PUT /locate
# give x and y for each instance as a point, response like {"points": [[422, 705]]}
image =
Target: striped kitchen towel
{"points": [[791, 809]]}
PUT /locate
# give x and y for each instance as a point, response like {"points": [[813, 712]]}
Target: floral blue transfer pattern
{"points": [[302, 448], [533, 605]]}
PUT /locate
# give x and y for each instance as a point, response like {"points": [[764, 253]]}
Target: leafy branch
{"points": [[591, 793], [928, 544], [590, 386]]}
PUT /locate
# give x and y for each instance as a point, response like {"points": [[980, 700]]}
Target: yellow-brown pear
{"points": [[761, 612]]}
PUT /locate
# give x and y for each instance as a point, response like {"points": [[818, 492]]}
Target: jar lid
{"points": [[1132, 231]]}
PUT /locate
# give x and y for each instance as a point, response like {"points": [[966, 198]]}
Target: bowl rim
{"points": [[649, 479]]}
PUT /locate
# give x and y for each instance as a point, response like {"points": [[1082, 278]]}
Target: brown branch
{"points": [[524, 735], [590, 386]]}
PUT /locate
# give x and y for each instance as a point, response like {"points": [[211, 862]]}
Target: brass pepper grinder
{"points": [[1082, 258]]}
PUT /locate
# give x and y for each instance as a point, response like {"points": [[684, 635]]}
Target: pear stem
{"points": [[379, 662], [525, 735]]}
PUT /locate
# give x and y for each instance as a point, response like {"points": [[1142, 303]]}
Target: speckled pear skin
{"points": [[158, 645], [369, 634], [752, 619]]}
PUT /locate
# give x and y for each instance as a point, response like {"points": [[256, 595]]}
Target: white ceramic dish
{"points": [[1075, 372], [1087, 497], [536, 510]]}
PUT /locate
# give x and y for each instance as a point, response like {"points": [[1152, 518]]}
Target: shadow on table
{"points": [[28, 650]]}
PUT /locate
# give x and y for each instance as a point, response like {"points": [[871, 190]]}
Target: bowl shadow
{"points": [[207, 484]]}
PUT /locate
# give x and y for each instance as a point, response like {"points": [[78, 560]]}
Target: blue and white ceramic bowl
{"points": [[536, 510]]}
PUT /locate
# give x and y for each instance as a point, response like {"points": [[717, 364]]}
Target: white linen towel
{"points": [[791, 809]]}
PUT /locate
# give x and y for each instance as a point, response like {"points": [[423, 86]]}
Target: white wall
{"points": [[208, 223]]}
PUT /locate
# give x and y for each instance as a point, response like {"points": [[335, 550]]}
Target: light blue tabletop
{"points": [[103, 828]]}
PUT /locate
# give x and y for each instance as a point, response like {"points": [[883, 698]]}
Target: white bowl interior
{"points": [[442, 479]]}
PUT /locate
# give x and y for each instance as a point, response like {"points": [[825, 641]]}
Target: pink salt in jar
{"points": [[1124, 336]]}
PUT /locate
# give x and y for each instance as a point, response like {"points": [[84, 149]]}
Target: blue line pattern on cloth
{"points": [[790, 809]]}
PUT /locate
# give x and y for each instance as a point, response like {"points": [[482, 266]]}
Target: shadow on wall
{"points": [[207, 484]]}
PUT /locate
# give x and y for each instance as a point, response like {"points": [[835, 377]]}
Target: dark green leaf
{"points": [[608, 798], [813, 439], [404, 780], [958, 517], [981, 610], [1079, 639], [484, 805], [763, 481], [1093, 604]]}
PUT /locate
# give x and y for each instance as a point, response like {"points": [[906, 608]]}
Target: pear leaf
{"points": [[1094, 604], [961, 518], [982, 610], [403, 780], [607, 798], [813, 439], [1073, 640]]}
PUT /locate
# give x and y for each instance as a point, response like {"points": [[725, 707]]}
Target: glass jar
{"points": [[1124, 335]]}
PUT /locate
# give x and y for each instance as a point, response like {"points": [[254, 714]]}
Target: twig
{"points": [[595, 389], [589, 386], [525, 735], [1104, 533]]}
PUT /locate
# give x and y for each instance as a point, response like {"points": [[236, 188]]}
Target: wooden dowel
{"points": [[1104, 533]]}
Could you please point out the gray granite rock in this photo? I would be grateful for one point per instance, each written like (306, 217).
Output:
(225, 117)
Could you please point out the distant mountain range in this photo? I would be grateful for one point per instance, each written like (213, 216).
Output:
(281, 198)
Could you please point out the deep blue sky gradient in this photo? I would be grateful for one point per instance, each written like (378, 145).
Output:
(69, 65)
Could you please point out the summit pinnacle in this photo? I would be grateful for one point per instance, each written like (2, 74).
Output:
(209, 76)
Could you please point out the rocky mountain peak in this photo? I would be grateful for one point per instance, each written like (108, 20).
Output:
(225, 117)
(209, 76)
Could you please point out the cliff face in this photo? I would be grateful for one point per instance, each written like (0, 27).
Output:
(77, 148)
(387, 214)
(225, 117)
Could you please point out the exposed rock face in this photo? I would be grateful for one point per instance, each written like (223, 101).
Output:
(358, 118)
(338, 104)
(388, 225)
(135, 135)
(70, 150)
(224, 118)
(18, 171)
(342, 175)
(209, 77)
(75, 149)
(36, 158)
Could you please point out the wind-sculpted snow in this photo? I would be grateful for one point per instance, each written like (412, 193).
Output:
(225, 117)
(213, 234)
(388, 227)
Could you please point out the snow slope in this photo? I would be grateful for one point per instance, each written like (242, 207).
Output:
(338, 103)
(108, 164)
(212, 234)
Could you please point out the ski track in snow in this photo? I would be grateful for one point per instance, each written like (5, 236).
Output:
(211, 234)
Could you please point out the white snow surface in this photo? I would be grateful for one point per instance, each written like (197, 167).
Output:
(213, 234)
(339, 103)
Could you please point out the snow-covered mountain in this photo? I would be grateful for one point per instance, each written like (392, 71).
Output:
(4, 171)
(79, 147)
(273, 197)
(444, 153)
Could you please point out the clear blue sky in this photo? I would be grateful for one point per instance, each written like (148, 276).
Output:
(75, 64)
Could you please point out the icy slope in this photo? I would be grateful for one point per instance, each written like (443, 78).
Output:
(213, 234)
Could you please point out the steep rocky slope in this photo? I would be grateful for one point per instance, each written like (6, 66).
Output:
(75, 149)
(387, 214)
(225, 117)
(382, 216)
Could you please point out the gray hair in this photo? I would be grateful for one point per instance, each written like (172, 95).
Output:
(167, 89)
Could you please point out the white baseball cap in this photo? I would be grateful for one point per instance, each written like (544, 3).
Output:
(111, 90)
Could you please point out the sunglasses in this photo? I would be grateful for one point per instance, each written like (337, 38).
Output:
--------------------
• **ASSIGNED TASK**
The response should consist of the entries above, retyped exactly.

• **TASK ANSWER**
PUT /locate
# give x and y for each instance as a point, response like {"points": [[422, 705]]}
image =
Target: striped kitchen towel
{"points": [[791, 809]]}
PUT /locate
# give x and y for each instance as a point, response like {"points": [[813, 712]]}
Target: floral blue transfer pattern
{"points": [[302, 448], [533, 605]]}
PUT /locate
# give x and y for each instance as a point, response like {"points": [[764, 253]]}
Target: leafy branch
{"points": [[591, 793], [928, 544], [590, 386]]}
PUT /locate
# give x and y for each instance as a point, response like {"points": [[980, 700]]}
Target: yellow-brown pear
{"points": [[761, 612]]}
PUT /locate
# give x and y for each instance as a point, response like {"points": [[818, 492]]}
Target: jar lid
{"points": [[1132, 231]]}
PUT /locate
# give x and y for each instance as a point, response like {"points": [[966, 198]]}
Target: bowl rim
{"points": [[649, 479]]}
PUT /locate
# give x and y for each instance as a point, response like {"points": [[1082, 278]]}
Target: brown branch
{"points": [[524, 735], [590, 386]]}
PUT /locate
# give x and y for each instance as a point, response like {"points": [[211, 862]]}
Target: brass pepper grinder
{"points": [[1082, 258]]}
PUT /locate
# give x and y for each instance as a point, response like {"points": [[684, 635]]}
Target: pear stem
{"points": [[379, 662], [525, 735]]}
PUT /locate
# give x and y for each instance as a point, response like {"points": [[1142, 303]]}
Target: speckled pear skin
{"points": [[158, 645], [369, 634], [752, 619]]}
PUT /locate
# give x and y for each instance as a point, response like {"points": [[256, 595]]}
Target: white ceramic dish
{"points": [[1075, 372], [1087, 497], [536, 510]]}
PUT /locate
# give x and y for each instance as a point, response like {"points": [[1152, 518]]}
Target: shadow on table
{"points": [[28, 650]]}
PUT /locate
# give x and y for each instance as a point, response like {"points": [[871, 190]]}
Target: bowl shadow
{"points": [[207, 484]]}
PUT /locate
# give x and y for each instance as a point, response like {"points": [[78, 560]]}
Target: blue and white ceramic bowl
{"points": [[536, 510]]}
PUT /locate
# give x and y for each instance as a point, response like {"points": [[717, 364]]}
Target: white linen towel
{"points": [[791, 809]]}
PUT /locate
# give x and y for each instance as a point, response like {"points": [[423, 86]]}
Target: white wall
{"points": [[208, 223]]}
PUT /locate
# give x and y for each instance as a point, response like {"points": [[335, 550]]}
Target: light blue tabletop
{"points": [[103, 828]]}
PUT /locate
# give x and y for each instance as a point, response like {"points": [[883, 698]]}
Target: white bowl interior
{"points": [[442, 479]]}
PUT /locate
# give x and y for each instance as a point, response like {"points": [[825, 641]]}
Target: pink salt in jar
{"points": [[1124, 336]]}
PUT /locate
# give x and y for each instance as a point, response like {"points": [[84, 149]]}
Target: blue line pattern on cloth
{"points": [[790, 809]]}
PUT /locate
# give x and y for each instance as a point, response like {"points": [[482, 266]]}
Target: shadow on wall
{"points": [[207, 484]]}
PUT /locate
# give x and y for each instance as a point, response like {"points": [[835, 377]]}
Target: dark green leaf
{"points": [[608, 798], [813, 439], [404, 780], [958, 517], [981, 610], [1079, 639], [484, 805], [763, 481], [1093, 604]]}
PUT /locate
# give x and y for each instance as a point, response like {"points": [[906, 608]]}
Target: pear leaf
{"points": [[1094, 604], [961, 518], [982, 610], [403, 780], [607, 798], [813, 439], [1073, 640]]}
PUT /locate
# give x and y for each instance as a point, response like {"points": [[725, 707]]}
Target: glass jar
{"points": [[1124, 335]]}
PUT /locate
# give x and y for each instance as a point, response like {"points": [[254, 714]]}
Target: twig
{"points": [[595, 389], [589, 386], [525, 735], [1104, 533]]}
PUT /locate
# give x and y for each instance as a point, response like {"points": [[236, 188]]}
Target: wooden dowel
{"points": [[1104, 533]]}
Could you please point out the gray granite rock in this photo? I would be grateful for one point per instance, each written like (306, 217).
Output:
(225, 117)
Could you please point out the distant mountain range in this photo? I would be grateful for one point per instance, each written like (213, 216).
Output:
(281, 198)
Could you please point out the deep blue sky gradient in this photo? I would be grateful for one point per instance, each written like (378, 145).
Output:
(69, 65)
Could you please point out the summit pinnacle in this photo? I would be grateful for one point per instance, each written like (2, 74).
Output:
(209, 76)
Could you please point out the rocky mountain peak in this photo? I would be grateful for one point per instance, each written like (108, 20).
Output:
(225, 117)
(209, 76)
Could you please point out the cliff face in this photo? I would be grateful for one point per instance, each written like (0, 27).
Output:
(77, 148)
(387, 214)
(225, 117)
Could you please point out the exposed rock face in this photo? I would be grateful for one point per instance, each written like (223, 101).
Output:
(358, 118)
(338, 104)
(388, 225)
(135, 135)
(70, 150)
(224, 118)
(18, 171)
(342, 175)
(209, 77)
(75, 149)
(36, 158)
Could you please point out the wind-sculpted snow in this photo? I would be grateful for one point per instance, each written like (412, 193).
Output:
(225, 117)
(213, 234)
(388, 227)
Could you please point out the snow slope in this photo? I would be grateful for one point per instance, each written like (242, 207).
Output:
(338, 103)
(108, 164)
(212, 234)
Could you please point out the ski track in snow in this photo? I would be grateful for one point per instance, each written like (5, 236).
Output:
(211, 234)
Could you please point out the white snow surface in this photo? I would be grateful for one point per instance, each written like (197, 167).
Output:
(213, 234)
(339, 103)
Could you please point out the snow-covered mountain in this photo? I would be grateful for one point per instance, each written like (392, 71).
Output:
(4, 171)
(79, 147)
(273, 197)
(444, 153)
Could you please point out the clear blue sky in this photo? I would be grateful for one point per instance, each written like (148, 276).
Output:
(75, 64)
Could you please point out the icy slope in this photo? I would be grateful for one point per instance, each written like (443, 78).
Output:
(213, 234)
Could you please point out the steep rocky slope in this photo? I would be grateful for one point per instance, each written like (6, 66).
Output:
(75, 149)
(387, 214)
(225, 117)
(382, 216)
Could you please point out the gray hair in this photo? I would be grateful for one point per instance, each written like (172, 95).
Output:
(167, 89)
Could you please point out the white baseball cap in this photo? I would be grateful for one point per instance, each written like (544, 3).
Output:
(111, 90)
Could you please point out the sunglasses in this photo? I would be grateful for one point per instance, each written like (337, 38).
Output:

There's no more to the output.